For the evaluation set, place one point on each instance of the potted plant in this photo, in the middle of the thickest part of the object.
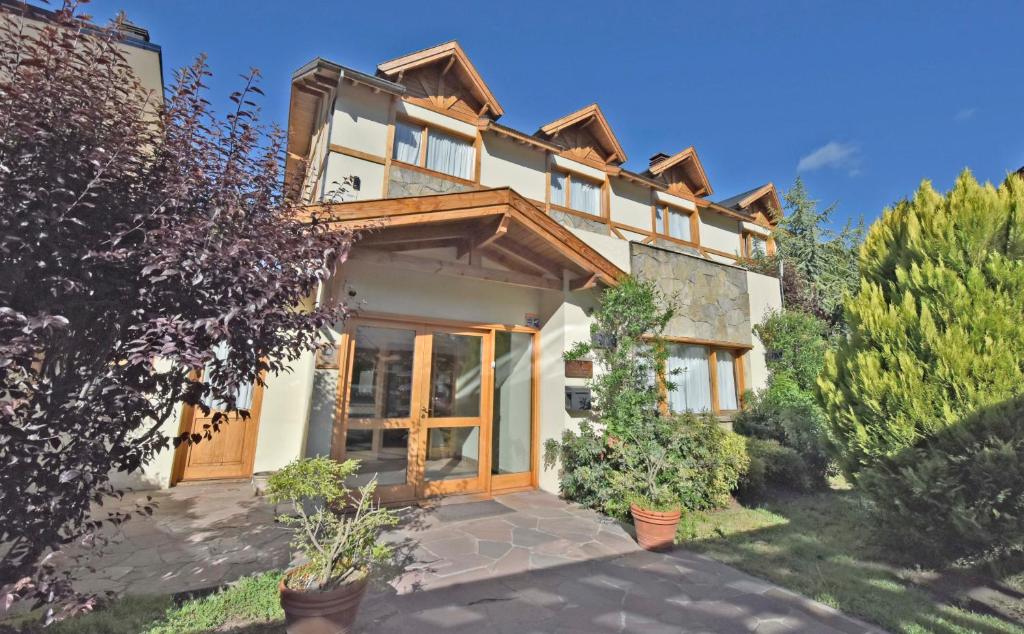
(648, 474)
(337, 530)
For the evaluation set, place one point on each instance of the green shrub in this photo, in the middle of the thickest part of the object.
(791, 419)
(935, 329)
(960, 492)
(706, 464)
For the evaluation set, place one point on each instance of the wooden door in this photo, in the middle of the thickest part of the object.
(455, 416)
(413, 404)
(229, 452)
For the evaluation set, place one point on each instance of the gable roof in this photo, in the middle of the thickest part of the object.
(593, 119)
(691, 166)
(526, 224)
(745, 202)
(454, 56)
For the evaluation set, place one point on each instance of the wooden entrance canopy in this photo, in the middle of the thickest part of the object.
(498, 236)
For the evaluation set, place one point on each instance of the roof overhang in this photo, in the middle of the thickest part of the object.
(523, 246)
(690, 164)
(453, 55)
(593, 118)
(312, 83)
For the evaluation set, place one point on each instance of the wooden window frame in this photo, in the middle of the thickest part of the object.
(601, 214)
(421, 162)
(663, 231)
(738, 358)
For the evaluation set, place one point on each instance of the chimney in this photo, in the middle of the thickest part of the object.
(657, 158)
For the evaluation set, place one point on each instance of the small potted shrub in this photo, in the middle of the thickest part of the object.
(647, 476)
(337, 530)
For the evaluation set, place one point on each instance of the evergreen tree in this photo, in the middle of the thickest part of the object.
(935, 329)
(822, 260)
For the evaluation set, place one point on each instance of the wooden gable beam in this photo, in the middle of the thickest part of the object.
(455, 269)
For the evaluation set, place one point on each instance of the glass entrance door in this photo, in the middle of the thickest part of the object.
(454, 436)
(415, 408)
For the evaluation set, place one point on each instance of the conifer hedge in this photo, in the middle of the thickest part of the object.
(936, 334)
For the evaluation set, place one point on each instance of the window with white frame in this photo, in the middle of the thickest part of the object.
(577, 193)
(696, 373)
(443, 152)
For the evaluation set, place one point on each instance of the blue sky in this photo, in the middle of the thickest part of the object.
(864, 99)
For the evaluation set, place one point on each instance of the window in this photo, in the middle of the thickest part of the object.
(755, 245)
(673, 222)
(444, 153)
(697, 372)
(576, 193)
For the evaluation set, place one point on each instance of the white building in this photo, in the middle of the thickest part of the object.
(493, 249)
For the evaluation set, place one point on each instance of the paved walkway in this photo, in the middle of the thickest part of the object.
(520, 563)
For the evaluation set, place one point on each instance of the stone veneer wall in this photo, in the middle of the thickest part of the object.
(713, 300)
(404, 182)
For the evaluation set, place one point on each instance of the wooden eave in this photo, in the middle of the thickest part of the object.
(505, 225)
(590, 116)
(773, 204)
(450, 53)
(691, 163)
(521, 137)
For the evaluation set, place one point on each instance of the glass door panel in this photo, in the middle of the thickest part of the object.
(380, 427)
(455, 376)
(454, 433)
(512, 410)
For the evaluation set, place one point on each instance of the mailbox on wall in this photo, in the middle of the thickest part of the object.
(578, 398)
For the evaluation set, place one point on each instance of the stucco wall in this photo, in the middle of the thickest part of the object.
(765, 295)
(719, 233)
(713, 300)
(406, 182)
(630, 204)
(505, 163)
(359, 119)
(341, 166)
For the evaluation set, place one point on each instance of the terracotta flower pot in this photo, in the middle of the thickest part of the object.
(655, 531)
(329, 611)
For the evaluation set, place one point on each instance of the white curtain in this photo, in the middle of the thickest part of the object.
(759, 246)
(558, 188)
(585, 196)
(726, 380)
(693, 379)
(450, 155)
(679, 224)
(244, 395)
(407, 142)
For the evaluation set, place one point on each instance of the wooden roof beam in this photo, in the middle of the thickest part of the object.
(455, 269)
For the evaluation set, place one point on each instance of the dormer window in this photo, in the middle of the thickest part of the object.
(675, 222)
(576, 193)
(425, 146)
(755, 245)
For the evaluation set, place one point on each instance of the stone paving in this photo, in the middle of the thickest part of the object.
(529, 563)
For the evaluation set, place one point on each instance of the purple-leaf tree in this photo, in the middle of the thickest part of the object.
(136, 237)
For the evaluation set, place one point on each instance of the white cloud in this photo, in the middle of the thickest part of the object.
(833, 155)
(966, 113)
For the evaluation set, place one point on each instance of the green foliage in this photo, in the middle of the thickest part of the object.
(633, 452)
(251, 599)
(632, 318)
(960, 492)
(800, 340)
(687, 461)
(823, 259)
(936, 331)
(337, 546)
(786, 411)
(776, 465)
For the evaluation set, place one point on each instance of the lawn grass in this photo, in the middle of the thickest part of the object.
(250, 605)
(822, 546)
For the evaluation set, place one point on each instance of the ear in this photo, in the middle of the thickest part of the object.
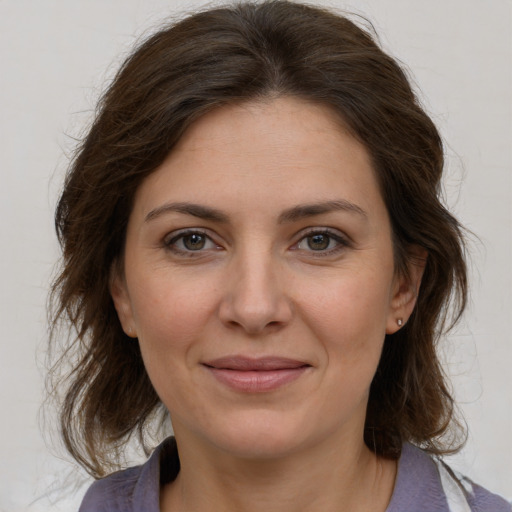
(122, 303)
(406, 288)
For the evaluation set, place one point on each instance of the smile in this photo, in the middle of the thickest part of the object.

> GOAL OF THE EXERCISE
Convert the data, from the line containing "the green foliage" through the final line inclusive, into a JSON list of strings with one string per line and no blank lines. Leave the pictures out.

> SOLUTION TO THIS EXERCISE
[
  "For the evaluation set, place one point on each instance of the green foliage in this photo, in the middle of the thickest part of the object.",
  "(633, 452)",
  "(251, 599)",
  "(632, 318)",
  "(960, 492)",
  "(800, 340)",
  "(687, 461)",
  "(823, 259)",
  "(936, 331)",
  "(337, 546)",
  "(786, 411)",
  "(776, 465)",
  "For the evaluation set, place one point on each instance of the lawn grass in this photo, in the middle of the thickest part of the object.",
  "(250, 605)",
  "(822, 546)",
  "For the evaluation set, place one point on each instance of the ear in this photo, in the middle of the thickest part of the object.",
  "(122, 303)",
  "(406, 288)",
  "For the evaluation set, place one point on each instance of the smile in this photo, in the middle of the thickest part of the object."
]